#### PROBLEM 1:
Translate into Spanish this sentence from the piece on bipolar disorder: "I am aware that I'm a liability when manic."
#### PROBLEM 2:
Carry on the piece on bipolar disorder from its final sentence, keeping its voice.

As with most labels, it has been given a trendier name...bipolar disorder. I prefer the old one, it does exactly what it says on the tin. This one somewhat suggests the bisexuality of a polar bear.

Following a recent manic episode I am currently going through the usual 'reflective' phase with my psychiatrist. "Why didn't you ring me and tell me you were manic?" The thing is, the early stages of mania the high phase creeps up on me and to be honest, it's feels good, very good. It's a bit like winning the lottery, so why would I then tear my ticket up? Or winning Britain's Got Talent then going back to the bleak night shifts and daytime TV.

Then, when I've reached the manic phase - possibly because I feel so fabulous I think I don't need my lithium and stop taking it - I've lost sense of what's normal and what's not. I thought it completely acceptable to call the Police with a rambled monologue about how amazing they are and do they know why I've been banned from uniformdating.com, and pop to the shops for a bottle of cava and come back the following day with four hamsters. But alarm bells starting ringing (and cameras flashing) when I fell in the Thames river head first, trying to run along the bank at full speed whilst putting a pair of tights on.

I am aware that I'm a liability when manic. Ironically the hideous lows that follow are accompanied by self-loathing which makes the reflection period a bit like watching an EastEnders' Christmas special with your eyelids staples back whilst sitting on a block of ice.

Now, I live in Hackney in East London. You may remember last July's riots kicking off here on TV and during this time I was amidst my last (prior to above) manic episode and had to be locked indoors by a concerned partner as I was making hundreds of lemon curd sandwiches to take down to the crime scene for the Police, who by the way tend to star in my episodes. But people round here are used to it, we have the highest statistics of people with mental health problems, and if you went to the Museum of Hackney you will discover how many asylums there used to be here. Locals don't even cross the road when they see me coming anymore.

#### DATA TO EXAMINE:

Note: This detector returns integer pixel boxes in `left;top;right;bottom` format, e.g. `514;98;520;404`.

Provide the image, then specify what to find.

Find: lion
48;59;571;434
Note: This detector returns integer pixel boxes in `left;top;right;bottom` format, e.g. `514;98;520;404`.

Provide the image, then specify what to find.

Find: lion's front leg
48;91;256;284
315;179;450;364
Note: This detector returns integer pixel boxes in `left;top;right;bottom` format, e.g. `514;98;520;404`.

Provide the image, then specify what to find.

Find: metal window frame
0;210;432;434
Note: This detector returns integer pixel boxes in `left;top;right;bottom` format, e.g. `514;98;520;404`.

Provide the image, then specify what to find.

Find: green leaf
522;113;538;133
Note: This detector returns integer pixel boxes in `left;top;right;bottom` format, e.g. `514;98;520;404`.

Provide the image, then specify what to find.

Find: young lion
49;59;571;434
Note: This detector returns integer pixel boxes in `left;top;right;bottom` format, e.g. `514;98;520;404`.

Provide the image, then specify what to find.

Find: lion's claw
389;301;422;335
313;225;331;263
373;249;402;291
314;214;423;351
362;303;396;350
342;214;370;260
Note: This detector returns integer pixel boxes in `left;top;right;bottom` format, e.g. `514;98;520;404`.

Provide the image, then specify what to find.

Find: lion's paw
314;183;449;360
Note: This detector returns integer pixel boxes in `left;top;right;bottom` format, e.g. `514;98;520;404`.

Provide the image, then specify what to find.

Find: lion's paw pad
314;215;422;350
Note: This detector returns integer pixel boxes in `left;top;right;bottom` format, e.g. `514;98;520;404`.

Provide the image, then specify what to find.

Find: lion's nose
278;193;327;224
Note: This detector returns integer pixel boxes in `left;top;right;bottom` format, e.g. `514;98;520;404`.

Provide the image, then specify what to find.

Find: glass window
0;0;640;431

#### EXERCISE RESPONSE 1:
Soy consciente de que soy un riesgo cuando estoy en fase maníaca.

#### EXERCISE RESPONSE 2:
But when I lived in North London they weren't so understanding. One hot summer's day I was roller-skating around Regents Park near Camden listening to my NOW Christmas Album on my iPod, and attempted a daylight disco move thinking I was on par with Torvill and Dean after a gram of cocaine, and I went flying. A 32-year-old woman face down, limbs spread out like a star fish and crying like a four-year-old - those harmonic wails - and a nearby woman who watched the whole thing applied the breaks on the wheelchair she was pushing and rushed over and said breathlessly "Just letting you know that you still have your price tag on your top!" Oh the concern...

So, I make a list - there are many lists in my 'reflection' folder, there is even a list of lists. I write...

"How do I know when I'm high or getting manic?"

Um... Well...
  • I don't sleep - a combination of being too excited about stuff, usually imagined stuff, I fantasize more than I think at this stage.
  • I don't eat - a perk, and one that Woman magazine haven't cottoned onto yet, The Mania Diet, fifties housewives were given amphetamine-based slimming pills and hoovered all day, I guess it's a bit like that.
  • I drink more alcohol than usual - psychiatrists call it 'self medicating', I call it 'I want to drink a bottle of wine by four o' clock and dance round the living room to the the TV adverts because my hands are shaking too much to put a record on.'
  • Spending - and what with rodents also starring in my episodes, at one point I had 16 guinea pigs and 12 rabbits in a maisonette.
  • I'm likely to hit on anyone that stands still for long enough - for that reason a trip to Madam Tussauds is out of the question.

So the above list being my cue to make that call to my psychiatrist. Hmm... maybe I'll just make him some lemon curd sandwiches instead.